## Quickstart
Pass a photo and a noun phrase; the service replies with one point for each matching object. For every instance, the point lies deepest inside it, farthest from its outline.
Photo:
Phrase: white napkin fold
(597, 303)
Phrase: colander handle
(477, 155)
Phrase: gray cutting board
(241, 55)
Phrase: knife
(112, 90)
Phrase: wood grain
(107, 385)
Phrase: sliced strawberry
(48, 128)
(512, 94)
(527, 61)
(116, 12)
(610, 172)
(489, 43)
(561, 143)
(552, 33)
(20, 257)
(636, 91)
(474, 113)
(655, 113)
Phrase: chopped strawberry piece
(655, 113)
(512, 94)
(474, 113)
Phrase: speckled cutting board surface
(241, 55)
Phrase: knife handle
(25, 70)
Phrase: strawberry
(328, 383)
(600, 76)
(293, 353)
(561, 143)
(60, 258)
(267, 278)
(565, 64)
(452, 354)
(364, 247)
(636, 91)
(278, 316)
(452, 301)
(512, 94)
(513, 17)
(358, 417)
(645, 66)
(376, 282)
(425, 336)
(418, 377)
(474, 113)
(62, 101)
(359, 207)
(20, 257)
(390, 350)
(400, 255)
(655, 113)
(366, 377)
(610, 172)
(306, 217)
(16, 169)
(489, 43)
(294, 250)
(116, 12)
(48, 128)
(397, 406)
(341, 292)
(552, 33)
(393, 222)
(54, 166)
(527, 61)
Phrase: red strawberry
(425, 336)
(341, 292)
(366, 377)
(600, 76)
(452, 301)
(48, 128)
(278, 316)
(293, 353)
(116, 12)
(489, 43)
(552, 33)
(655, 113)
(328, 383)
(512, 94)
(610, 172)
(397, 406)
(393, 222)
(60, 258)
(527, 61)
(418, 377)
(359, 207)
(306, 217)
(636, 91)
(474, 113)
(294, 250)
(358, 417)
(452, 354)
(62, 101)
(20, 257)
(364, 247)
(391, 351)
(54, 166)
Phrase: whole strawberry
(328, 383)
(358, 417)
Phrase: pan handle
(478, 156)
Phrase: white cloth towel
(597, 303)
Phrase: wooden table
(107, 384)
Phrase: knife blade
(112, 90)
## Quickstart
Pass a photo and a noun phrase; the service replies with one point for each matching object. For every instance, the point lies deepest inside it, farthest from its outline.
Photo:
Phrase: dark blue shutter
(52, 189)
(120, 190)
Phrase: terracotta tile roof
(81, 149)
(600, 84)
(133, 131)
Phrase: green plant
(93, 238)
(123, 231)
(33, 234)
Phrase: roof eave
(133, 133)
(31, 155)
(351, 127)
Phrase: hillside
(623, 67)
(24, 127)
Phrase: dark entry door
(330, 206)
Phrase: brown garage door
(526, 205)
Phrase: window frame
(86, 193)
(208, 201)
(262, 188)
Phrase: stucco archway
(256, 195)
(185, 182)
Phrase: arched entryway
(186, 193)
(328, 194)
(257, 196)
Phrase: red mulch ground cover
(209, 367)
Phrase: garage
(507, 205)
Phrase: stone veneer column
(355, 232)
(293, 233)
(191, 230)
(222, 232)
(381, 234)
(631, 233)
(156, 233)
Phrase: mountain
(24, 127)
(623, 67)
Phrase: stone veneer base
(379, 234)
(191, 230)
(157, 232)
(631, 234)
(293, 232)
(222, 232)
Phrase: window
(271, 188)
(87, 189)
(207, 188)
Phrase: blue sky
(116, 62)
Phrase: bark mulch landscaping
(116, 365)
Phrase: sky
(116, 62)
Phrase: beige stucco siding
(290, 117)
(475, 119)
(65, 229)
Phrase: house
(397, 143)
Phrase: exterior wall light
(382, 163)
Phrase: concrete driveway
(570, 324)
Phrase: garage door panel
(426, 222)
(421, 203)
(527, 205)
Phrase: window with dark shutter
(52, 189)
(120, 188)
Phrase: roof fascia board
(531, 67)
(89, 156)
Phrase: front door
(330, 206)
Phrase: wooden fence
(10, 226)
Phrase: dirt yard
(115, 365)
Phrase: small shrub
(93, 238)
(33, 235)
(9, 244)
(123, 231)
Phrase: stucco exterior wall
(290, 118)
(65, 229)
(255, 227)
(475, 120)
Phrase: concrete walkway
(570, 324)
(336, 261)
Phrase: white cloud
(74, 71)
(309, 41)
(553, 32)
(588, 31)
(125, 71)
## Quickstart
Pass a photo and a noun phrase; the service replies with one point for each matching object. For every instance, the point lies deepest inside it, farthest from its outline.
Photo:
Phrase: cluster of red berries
++++++++++
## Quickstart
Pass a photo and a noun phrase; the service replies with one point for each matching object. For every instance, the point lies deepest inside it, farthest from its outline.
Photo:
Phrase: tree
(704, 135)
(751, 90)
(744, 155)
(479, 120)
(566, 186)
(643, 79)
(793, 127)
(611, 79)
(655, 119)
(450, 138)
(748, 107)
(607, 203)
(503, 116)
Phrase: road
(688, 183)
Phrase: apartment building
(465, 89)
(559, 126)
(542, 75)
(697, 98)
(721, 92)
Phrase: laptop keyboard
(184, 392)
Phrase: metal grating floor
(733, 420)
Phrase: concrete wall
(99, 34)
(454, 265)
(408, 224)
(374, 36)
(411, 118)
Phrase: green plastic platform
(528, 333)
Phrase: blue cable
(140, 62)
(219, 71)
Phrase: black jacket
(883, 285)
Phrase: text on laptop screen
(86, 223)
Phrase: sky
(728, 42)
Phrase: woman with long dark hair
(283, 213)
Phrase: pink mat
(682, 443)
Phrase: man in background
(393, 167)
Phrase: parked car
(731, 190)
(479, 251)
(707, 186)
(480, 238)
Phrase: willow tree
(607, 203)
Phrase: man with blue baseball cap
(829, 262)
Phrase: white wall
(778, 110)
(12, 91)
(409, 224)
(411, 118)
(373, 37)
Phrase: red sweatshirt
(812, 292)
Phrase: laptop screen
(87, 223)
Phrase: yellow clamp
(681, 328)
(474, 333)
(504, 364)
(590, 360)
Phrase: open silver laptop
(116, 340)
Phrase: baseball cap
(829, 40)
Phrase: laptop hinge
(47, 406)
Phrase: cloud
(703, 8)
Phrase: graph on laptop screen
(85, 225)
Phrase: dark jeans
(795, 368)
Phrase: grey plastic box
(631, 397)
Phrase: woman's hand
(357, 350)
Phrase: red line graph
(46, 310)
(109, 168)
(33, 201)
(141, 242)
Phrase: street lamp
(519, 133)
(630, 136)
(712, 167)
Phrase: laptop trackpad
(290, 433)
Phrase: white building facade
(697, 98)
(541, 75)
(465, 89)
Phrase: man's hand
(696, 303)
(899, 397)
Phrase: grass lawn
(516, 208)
++++++++++
## [YOUR INSTRUCTIONS]
Print the listing again from the line containing "Phrase: stucco archway" through the line containing "Phrase: cluster of red berries", with both of those lines included and nothing changed.

## [REPLY]
Phrase: stucco archway
(256, 195)
(185, 182)
Phrase: arched entryway
(186, 193)
(328, 194)
(257, 196)
Phrase: red mulch ground cover
(209, 367)
Phrase: garage
(507, 205)
Phrase: stone veneer column
(355, 232)
(293, 233)
(191, 230)
(222, 232)
(381, 234)
(631, 233)
(156, 233)
Phrase: mountain
(24, 127)
(623, 67)
Phrase: stone veneer base
(379, 234)
(191, 230)
(157, 232)
(631, 234)
(293, 232)
(222, 232)
Phrase: window
(271, 188)
(87, 189)
(207, 188)
Phrase: blue sky
(116, 62)
Phrase: bark mulch landscaping
(116, 365)
Phrase: sky
(116, 62)
Phrase: beige stucco siding
(290, 117)
(475, 119)
(65, 229)
Phrase: house
(397, 143)
Phrase: exterior wall light
(382, 163)
Phrase: concrete driveway
(570, 324)
Phrase: garage door panel
(426, 222)
(421, 203)
(527, 205)
Phrase: window with dark shutter
(52, 189)
(120, 188)
Phrase: roof fascia board
(531, 67)
(89, 156)
Phrase: front door
(330, 206)
Phrase: wooden fence
(10, 226)
Phrase: dirt yard
(115, 365)
Phrase: small shrub
(93, 238)
(33, 235)
(9, 244)
(123, 231)
Phrase: stucco exterior wall
(290, 118)
(65, 229)
(255, 227)
(475, 120)
Phrase: concrete walkway
(570, 324)
(336, 261)
Phrase: white cloud
(74, 71)
(309, 41)
(553, 32)
(588, 31)
(125, 71)
## Quickstart
Pass a photo and a noun phrase; the service replies with one point for each matching object. For every instance, the point lies deepest inside it, farthest from its outline.
Photo:
Phrase: cluster of red berries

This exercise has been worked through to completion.